Entries -

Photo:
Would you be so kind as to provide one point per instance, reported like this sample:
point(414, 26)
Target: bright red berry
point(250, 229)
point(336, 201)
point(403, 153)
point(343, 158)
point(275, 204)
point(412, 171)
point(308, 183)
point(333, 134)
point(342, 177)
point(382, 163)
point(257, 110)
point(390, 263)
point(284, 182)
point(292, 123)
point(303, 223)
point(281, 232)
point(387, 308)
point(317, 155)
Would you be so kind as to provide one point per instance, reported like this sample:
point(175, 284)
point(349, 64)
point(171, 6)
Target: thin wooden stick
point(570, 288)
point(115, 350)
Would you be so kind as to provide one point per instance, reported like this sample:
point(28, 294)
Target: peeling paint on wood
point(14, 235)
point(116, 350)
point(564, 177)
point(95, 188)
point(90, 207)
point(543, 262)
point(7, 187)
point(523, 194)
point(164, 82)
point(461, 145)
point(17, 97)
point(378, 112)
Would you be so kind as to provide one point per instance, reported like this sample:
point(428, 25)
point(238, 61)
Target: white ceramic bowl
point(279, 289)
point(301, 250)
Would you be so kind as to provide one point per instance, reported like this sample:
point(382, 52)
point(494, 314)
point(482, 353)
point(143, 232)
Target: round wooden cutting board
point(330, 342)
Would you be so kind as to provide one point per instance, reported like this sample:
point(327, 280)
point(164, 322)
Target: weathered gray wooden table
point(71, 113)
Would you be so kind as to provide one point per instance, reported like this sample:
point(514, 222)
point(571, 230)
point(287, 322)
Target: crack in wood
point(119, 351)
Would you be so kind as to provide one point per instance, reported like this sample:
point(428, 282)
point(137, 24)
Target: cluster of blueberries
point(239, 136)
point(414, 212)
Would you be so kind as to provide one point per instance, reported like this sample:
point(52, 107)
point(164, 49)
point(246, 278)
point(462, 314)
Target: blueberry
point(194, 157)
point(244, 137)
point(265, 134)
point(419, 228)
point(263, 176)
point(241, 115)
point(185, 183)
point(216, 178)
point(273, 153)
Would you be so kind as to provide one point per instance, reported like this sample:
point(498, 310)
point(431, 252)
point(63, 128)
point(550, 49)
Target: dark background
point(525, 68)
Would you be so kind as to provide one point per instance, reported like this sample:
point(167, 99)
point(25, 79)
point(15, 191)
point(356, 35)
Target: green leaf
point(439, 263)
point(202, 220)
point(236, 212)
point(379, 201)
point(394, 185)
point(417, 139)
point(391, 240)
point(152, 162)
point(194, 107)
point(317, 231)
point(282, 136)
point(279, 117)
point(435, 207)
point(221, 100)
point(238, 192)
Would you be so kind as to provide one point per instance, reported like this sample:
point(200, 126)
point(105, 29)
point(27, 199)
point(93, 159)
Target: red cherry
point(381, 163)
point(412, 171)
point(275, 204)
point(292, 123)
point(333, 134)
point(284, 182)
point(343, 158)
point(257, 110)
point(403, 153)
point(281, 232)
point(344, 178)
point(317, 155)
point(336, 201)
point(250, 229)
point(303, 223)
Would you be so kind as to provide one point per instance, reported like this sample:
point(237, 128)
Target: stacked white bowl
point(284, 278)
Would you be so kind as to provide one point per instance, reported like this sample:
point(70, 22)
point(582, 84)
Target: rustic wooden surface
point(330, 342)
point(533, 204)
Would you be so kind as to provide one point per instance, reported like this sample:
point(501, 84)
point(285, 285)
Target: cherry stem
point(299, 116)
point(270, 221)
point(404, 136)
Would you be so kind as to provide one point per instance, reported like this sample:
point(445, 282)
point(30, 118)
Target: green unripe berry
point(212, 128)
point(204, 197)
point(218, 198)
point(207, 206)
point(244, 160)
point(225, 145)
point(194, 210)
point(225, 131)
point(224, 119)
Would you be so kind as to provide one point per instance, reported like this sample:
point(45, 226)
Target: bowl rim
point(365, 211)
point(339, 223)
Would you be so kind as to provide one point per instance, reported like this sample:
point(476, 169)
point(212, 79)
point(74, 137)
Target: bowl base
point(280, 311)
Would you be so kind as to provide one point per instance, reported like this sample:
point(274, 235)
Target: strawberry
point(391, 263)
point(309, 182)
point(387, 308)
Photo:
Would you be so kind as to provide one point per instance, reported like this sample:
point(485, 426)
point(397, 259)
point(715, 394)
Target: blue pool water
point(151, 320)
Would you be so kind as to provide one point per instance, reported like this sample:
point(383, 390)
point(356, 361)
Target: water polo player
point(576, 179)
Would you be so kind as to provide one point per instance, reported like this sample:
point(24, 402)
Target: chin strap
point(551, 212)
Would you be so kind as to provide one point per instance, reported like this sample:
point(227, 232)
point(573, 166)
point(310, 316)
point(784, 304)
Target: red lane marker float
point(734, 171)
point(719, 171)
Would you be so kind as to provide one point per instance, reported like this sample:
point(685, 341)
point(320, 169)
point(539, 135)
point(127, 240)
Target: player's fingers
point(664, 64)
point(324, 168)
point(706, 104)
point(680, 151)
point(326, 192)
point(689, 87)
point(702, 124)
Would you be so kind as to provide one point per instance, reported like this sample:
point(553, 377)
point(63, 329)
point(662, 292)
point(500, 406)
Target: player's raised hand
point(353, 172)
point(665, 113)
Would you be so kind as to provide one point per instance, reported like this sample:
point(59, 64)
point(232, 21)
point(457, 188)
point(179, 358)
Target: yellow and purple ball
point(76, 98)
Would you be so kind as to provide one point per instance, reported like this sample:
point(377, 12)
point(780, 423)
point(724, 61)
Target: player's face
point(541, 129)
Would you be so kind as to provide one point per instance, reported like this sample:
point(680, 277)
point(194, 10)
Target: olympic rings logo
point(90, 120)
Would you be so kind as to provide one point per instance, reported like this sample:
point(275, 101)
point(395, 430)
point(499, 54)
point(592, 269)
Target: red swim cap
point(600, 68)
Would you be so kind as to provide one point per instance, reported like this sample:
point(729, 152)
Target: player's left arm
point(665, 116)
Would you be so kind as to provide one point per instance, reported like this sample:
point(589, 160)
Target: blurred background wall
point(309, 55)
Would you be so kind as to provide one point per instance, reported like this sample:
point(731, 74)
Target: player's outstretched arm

Aim - Print the items above verbatim, beginning with their first line and stopping after the line that contains "point(119, 351)".

Reply -
Photo:
Would you be so kind as to provide one point per instance, reported like this sample:
point(414, 26)
Target: bright red berry
point(250, 229)
point(336, 201)
point(403, 153)
point(343, 158)
point(275, 204)
point(412, 171)
point(308, 183)
point(333, 134)
point(342, 177)
point(382, 163)
point(257, 110)
point(390, 263)
point(284, 182)
point(292, 123)
point(303, 223)
point(281, 232)
point(387, 308)
point(317, 155)
Would you be so kind as to provide one point per instance, reported like this sample:
point(175, 284)
point(349, 64)
point(171, 6)
Target: thin wooden stick
point(570, 288)
point(115, 350)
Would you be so kind as to provide one point per instance, reported like this sample:
point(28, 294)
Target: peeling paint on wood
point(14, 235)
point(116, 350)
point(564, 177)
point(95, 188)
point(90, 207)
point(543, 262)
point(7, 187)
point(523, 194)
point(164, 82)
point(461, 145)
point(17, 97)
point(378, 112)
Would you be so kind as to provide one point per instance, reported like this sample:
point(428, 25)
point(238, 61)
Target: white ceramic bowl
point(279, 289)
point(301, 250)
Would you be so kind as to provide one point per instance, reported like this sample:
point(382, 52)
point(494, 314)
point(482, 353)
point(143, 232)
Target: round wooden cutting board
point(330, 342)
Would you be so kind as to provide one point per instance, reported like this sample:
point(327, 280)
point(164, 322)
Target: weathered gray wooden table
point(71, 113)
Would you be so kind as to provide one point per instance, reported like this sample:
point(514, 222)
point(571, 230)
point(287, 322)
Target: crack in wood
point(119, 351)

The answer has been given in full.